====== TEXTE SOURCE

Vendanges aux sécateurs

De gauche à droite, Wiaz le dessinateur de presse, Edwy Plenel, Eric Fottorino, Laurent Joffrin, réunis pour débattre sur la censure (photo de Malagar)
De gauche à droite, Wiaz le dessinateur de presse, Edwy Plenel, Eric Fottorino, Laurent Joffrin, réunis pour débattre sur la censure (photo de Malagar)

 

Près de Langon, se sont déroulées du13 au 14 septembre 2013, les quinzièmes vendanges de Malagar. Le thème choisi était la censure et l’autocensure.

 

Des vignes entourent le domaine, mais les raisins ne sont pas encore mûrs ! C’est pour des vendanges littéraires que les intervenants, politiques, historiens, romanciers, journalistes, dessinateur, sont venus en Aquitaine. Plus de 400 auditeurs s’installent sous la belle charpente de la grange, dans le parc entourant la maison de François Mauriac, à Malagar. Une douce lumière incite à l’écoute, au dialogue. Une ombre plane, celle de François Mauriac.

 

Politique et censure

Le maire de Libourne, Philippe Buisson est venu en voisin, dire ce qui lui tient à cœur. Il va présenter au Parlement une réflexion sur la nécessité d’un conseil de presse qui n’existe pas en France alors qu’il y en a 20 en Europe et 200 dans le monde. En accord avec le syndicat des journalistes, des outils de régulation des médias sont nécessaires. Des statistiques montrent que 23 % seulement des français font confiance aux médias.

============

● **CONSIGNE**:
Répondez à ces questions sur le texte des vendanges de Malagar :
(a) Quel thème avait été choisi pour les quinzièmes vendanges de Malagar ?
(b) Combien d'auditeurs s'installent sous la charpente de la grange ?
(c) Combien de conseils de presse y a-t-il en Europe, d'après le texte ?

====== LIGNES

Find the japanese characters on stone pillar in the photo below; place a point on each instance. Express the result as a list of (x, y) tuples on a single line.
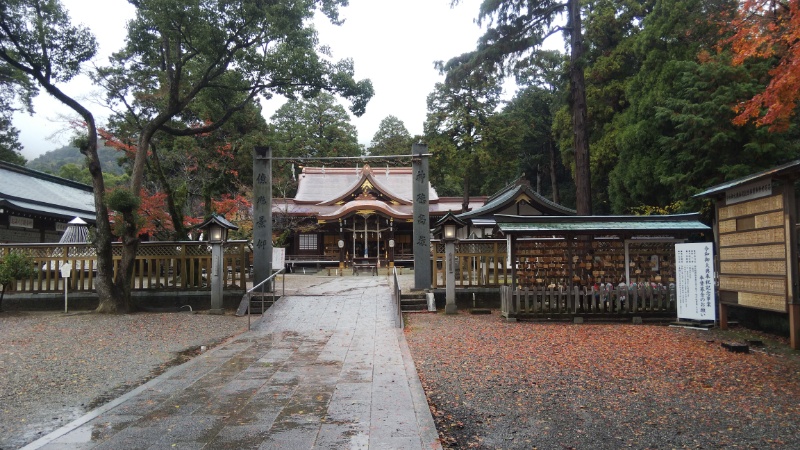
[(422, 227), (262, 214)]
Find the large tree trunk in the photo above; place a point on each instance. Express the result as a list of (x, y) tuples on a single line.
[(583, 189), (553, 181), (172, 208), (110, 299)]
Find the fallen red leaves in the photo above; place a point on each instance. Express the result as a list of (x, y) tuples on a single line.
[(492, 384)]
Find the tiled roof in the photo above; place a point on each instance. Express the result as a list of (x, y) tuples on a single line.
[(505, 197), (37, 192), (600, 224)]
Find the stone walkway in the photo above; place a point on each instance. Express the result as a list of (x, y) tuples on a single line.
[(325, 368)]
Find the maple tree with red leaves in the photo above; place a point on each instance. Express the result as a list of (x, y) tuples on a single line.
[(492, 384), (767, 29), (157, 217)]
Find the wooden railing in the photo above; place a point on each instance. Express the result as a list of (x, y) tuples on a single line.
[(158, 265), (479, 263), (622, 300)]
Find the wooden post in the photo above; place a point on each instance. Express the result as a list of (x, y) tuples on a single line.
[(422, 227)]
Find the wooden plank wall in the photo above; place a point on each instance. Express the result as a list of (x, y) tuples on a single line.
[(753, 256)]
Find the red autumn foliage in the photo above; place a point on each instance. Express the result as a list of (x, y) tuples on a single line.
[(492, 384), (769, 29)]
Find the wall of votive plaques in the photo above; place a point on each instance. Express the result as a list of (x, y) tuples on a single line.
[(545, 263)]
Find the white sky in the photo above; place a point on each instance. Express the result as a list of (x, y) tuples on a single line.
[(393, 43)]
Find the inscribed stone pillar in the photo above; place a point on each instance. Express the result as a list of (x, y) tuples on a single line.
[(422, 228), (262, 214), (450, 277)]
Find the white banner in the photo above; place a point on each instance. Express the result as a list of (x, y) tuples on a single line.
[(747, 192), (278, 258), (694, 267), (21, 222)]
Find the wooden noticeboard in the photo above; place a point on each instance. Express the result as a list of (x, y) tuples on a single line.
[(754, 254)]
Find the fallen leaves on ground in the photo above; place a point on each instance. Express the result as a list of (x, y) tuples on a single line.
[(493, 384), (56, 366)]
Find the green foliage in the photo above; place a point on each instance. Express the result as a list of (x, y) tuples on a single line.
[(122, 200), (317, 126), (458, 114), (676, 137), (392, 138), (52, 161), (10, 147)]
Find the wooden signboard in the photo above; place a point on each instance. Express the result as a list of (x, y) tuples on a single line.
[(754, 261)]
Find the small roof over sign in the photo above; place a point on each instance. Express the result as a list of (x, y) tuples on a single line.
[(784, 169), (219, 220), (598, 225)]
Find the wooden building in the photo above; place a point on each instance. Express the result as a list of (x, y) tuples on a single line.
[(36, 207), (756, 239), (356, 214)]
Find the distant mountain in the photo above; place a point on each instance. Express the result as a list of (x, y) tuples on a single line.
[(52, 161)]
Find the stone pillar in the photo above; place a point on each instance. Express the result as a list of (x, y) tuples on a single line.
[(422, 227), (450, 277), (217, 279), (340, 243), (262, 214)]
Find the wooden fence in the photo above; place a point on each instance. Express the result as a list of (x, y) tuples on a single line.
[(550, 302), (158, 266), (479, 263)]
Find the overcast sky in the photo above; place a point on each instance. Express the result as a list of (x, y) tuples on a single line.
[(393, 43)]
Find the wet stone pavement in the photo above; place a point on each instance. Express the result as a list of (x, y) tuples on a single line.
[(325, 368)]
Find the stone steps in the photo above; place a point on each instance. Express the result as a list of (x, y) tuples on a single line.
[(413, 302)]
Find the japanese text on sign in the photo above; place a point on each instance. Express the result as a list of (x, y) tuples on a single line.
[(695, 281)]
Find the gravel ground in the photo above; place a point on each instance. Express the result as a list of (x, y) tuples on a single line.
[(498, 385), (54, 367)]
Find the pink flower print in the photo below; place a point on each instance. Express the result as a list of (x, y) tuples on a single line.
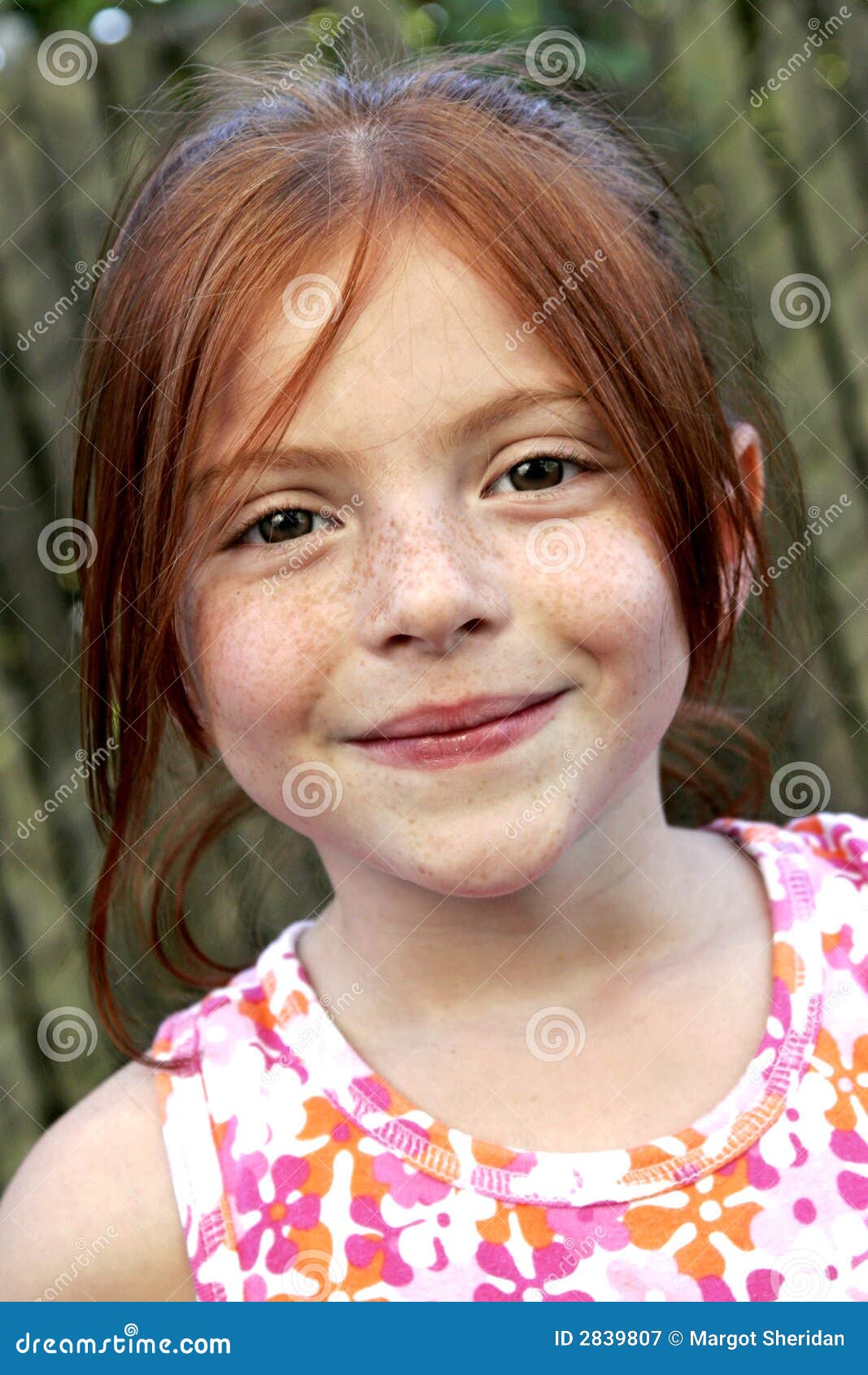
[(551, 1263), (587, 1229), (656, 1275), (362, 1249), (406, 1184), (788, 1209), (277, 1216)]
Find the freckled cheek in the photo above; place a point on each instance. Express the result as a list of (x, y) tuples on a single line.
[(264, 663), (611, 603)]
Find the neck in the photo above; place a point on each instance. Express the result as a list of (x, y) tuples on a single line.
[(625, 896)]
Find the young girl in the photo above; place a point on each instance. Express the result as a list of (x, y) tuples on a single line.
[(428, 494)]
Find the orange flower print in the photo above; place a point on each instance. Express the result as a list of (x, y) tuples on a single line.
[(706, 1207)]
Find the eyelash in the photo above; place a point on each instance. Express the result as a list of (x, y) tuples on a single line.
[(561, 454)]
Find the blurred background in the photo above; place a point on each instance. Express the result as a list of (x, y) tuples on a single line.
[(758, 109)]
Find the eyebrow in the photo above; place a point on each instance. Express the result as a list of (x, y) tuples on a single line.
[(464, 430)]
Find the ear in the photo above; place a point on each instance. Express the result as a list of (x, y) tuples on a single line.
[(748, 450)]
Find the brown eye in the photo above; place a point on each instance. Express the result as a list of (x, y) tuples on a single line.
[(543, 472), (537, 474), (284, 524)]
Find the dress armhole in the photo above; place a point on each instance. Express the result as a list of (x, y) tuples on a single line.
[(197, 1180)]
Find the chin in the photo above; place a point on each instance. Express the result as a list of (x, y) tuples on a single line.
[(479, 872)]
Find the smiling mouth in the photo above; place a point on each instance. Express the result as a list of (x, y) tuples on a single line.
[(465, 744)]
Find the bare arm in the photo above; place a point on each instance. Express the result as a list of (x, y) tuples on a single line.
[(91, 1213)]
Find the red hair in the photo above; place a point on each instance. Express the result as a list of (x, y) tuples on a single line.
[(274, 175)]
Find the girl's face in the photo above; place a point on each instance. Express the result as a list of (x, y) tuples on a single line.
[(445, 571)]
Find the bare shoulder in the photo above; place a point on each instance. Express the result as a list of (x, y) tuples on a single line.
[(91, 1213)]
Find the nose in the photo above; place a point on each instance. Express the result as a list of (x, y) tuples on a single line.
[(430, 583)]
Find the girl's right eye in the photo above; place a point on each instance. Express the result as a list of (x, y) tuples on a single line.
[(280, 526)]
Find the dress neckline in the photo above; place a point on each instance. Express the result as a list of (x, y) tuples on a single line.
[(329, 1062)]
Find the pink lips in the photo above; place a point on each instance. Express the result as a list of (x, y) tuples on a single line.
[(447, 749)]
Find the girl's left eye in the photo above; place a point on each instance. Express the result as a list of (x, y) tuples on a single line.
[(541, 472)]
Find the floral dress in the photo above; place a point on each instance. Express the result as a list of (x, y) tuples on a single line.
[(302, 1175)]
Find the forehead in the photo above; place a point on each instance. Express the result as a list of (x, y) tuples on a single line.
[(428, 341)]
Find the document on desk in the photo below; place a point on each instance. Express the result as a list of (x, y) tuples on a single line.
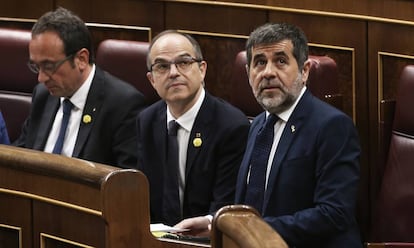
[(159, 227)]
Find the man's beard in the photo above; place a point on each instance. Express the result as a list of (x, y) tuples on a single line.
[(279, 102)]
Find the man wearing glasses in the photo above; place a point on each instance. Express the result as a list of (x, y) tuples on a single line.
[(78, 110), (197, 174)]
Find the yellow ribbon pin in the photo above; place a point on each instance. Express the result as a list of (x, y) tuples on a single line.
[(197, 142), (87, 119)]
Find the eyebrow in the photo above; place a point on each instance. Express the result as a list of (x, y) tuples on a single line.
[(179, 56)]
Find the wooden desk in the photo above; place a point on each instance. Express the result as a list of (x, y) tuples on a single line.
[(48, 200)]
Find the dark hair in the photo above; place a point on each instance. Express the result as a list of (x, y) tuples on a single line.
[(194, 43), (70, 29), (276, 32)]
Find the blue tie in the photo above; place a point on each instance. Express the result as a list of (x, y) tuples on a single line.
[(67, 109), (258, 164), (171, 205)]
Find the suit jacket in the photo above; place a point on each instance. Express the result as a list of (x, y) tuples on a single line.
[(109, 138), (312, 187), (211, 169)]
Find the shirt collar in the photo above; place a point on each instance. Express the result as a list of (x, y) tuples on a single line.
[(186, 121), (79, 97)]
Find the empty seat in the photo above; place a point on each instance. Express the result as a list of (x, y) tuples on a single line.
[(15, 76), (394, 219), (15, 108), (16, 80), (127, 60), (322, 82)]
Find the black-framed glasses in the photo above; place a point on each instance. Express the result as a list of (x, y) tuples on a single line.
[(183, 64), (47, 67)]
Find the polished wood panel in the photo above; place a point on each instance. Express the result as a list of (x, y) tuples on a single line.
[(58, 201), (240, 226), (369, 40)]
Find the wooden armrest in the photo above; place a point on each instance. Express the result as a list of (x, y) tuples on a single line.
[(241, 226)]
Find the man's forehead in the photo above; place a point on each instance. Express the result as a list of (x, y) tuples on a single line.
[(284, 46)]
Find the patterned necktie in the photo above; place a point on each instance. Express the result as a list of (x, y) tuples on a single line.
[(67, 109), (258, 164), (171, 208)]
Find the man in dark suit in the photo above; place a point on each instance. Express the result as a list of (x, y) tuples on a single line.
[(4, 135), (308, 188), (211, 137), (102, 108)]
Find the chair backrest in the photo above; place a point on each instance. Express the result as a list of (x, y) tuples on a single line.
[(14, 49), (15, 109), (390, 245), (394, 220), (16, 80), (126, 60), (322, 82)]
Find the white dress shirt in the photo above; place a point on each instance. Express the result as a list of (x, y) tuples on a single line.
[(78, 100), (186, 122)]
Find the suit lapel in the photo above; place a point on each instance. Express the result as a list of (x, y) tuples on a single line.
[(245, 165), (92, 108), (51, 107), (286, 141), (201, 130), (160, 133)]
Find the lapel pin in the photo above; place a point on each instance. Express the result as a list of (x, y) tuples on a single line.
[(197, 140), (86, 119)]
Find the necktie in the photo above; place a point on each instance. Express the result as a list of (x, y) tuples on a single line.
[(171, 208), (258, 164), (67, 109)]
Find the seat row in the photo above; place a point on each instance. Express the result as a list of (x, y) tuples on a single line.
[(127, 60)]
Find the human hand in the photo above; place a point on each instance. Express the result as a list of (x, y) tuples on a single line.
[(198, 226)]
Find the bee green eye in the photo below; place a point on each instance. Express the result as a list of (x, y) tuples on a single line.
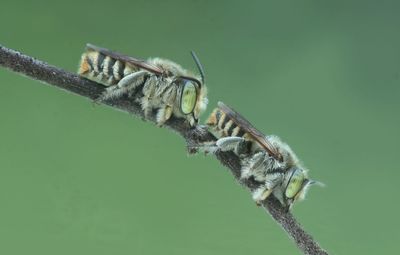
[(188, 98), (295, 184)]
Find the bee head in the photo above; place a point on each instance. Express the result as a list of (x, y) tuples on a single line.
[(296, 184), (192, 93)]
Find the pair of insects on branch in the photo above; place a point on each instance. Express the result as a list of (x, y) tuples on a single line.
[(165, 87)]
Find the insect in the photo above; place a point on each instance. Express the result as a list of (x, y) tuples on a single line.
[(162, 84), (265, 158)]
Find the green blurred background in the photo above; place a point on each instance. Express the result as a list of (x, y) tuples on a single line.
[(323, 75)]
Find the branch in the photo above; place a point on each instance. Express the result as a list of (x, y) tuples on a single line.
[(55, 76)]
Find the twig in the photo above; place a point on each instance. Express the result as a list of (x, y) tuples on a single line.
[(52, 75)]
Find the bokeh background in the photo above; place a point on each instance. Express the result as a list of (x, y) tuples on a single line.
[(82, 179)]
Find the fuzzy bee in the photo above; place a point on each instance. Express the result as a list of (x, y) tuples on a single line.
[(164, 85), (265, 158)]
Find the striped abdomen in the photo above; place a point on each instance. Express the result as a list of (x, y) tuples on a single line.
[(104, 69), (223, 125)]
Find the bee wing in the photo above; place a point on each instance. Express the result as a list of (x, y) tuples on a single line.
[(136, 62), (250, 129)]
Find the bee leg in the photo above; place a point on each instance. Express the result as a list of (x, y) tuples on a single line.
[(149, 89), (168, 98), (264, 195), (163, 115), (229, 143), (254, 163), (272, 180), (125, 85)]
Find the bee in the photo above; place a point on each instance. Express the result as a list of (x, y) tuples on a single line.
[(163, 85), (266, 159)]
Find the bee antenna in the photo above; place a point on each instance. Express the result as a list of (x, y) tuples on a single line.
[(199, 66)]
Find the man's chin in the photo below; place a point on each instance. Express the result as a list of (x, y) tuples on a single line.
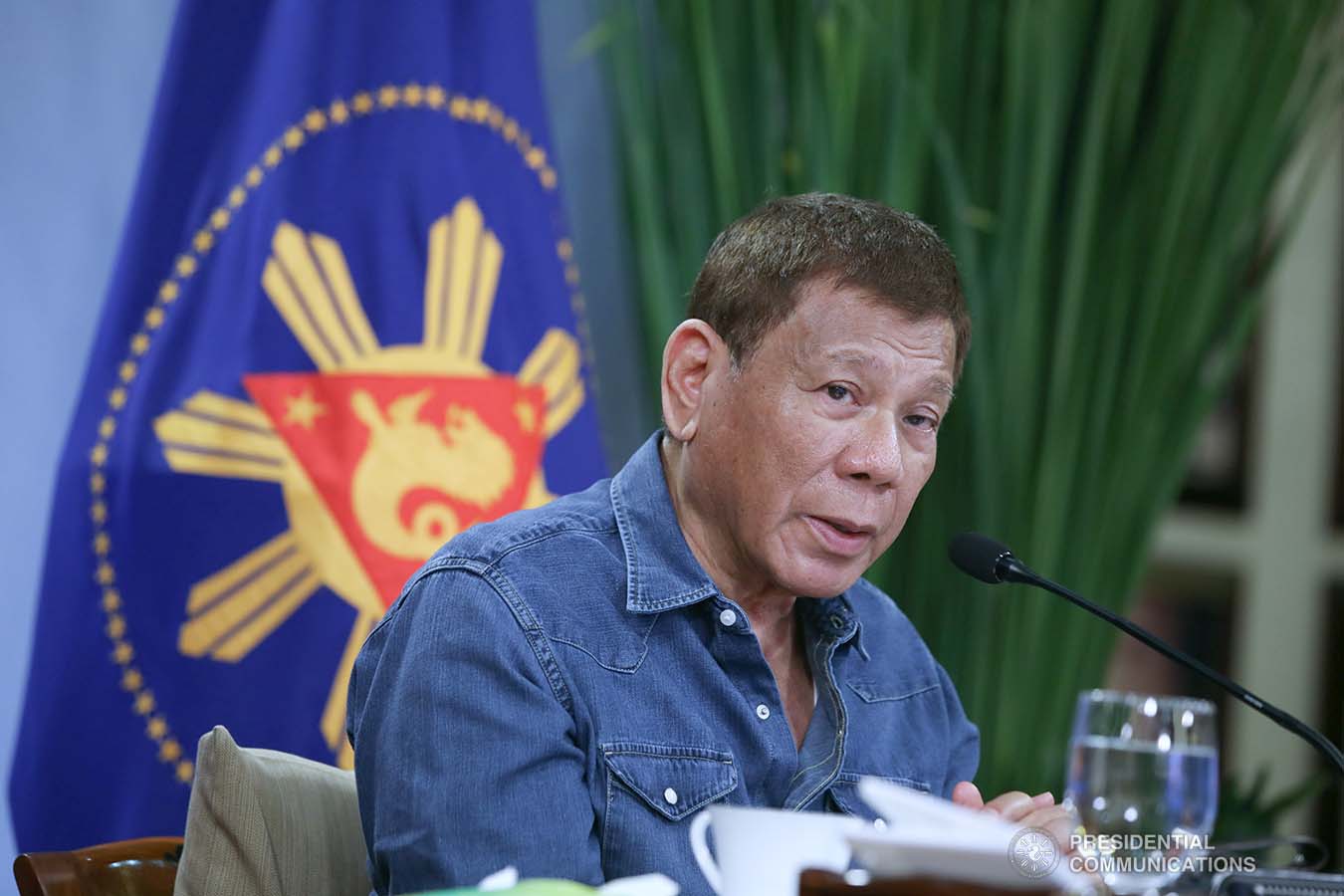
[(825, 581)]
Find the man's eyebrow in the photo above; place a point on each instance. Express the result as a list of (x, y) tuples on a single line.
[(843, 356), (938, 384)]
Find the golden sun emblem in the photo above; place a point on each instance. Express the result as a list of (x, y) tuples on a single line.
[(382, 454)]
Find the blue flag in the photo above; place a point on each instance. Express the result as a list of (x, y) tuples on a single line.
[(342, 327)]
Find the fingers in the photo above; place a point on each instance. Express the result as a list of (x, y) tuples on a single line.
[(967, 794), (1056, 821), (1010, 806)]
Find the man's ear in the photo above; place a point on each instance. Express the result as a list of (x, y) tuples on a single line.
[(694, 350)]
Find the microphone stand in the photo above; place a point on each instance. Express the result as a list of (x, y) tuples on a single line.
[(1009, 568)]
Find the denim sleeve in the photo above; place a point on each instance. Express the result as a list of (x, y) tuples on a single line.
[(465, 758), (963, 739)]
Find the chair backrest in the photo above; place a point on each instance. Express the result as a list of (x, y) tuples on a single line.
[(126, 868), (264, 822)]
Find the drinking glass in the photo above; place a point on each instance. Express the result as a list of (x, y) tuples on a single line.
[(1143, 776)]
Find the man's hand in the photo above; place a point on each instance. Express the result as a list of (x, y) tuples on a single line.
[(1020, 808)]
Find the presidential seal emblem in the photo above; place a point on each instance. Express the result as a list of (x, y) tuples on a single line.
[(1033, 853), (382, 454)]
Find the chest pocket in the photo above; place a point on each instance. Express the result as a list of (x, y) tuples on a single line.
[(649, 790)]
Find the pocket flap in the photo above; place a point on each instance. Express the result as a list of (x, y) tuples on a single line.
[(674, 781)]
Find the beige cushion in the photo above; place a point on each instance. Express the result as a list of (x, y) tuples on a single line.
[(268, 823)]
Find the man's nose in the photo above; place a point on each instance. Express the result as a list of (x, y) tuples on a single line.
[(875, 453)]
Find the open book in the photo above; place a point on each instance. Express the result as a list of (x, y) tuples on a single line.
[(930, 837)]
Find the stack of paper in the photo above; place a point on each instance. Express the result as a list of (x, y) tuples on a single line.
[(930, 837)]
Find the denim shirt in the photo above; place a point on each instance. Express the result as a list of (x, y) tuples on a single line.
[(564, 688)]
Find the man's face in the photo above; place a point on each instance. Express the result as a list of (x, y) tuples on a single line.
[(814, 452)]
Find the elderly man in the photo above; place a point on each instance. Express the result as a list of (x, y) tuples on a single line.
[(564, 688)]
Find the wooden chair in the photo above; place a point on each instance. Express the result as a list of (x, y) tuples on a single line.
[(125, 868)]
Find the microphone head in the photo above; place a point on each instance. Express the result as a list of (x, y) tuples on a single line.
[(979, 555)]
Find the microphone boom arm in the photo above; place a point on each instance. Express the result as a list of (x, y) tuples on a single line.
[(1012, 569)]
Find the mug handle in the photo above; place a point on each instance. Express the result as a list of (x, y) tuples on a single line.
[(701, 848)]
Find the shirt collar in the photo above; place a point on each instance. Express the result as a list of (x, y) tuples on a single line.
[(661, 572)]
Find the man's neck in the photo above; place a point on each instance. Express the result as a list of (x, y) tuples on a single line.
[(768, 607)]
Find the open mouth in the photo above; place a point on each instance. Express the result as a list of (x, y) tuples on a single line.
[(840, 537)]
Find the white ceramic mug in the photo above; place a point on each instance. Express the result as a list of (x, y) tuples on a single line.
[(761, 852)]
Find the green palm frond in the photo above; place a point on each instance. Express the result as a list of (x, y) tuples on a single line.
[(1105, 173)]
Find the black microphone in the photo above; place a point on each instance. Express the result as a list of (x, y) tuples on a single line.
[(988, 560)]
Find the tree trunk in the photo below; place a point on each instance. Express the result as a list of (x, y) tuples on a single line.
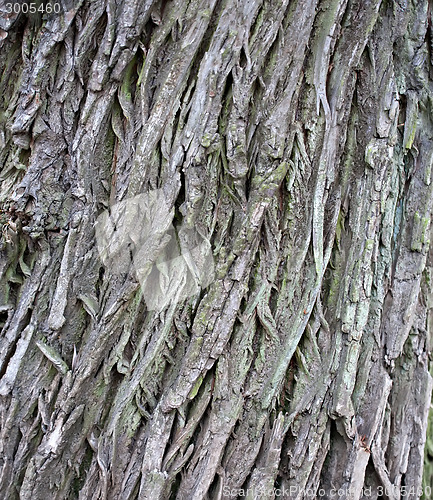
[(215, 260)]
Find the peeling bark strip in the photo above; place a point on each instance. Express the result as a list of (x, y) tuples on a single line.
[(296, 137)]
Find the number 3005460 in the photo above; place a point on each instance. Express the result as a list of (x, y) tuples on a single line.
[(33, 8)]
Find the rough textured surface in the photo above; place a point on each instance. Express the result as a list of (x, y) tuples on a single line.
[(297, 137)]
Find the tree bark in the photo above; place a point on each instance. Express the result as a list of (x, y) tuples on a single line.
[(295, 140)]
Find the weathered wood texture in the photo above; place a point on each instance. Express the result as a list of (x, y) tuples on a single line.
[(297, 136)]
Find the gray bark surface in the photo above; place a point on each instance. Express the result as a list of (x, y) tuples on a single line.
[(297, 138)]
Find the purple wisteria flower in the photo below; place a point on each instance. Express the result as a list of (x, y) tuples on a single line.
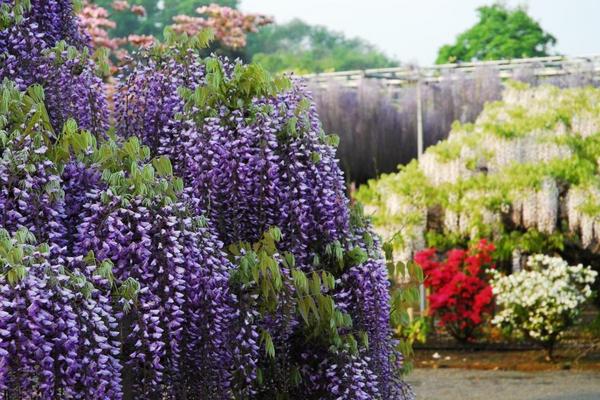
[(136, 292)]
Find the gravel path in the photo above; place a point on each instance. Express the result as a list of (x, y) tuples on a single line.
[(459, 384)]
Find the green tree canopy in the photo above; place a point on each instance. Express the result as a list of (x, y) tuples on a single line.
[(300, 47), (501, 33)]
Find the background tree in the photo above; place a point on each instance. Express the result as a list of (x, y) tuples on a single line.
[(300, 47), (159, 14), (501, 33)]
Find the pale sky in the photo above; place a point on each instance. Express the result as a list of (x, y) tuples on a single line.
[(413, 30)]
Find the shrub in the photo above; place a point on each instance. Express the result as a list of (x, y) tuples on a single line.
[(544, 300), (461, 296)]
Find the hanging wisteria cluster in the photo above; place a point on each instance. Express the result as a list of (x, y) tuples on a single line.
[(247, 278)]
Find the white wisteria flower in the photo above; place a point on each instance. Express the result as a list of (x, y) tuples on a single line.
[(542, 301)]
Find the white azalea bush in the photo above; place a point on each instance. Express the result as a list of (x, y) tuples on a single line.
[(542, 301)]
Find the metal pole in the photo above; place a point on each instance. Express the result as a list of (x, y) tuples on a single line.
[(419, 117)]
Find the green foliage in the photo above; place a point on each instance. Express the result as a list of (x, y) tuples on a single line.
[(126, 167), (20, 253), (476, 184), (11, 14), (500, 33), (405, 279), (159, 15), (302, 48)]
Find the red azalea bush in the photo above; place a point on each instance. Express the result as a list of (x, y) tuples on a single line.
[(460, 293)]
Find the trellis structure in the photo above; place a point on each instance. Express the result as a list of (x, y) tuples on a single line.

============

● **RÉPONSE**:
(a) La censure et l'autocensure.
(b) Plus de 400.
(c) 20.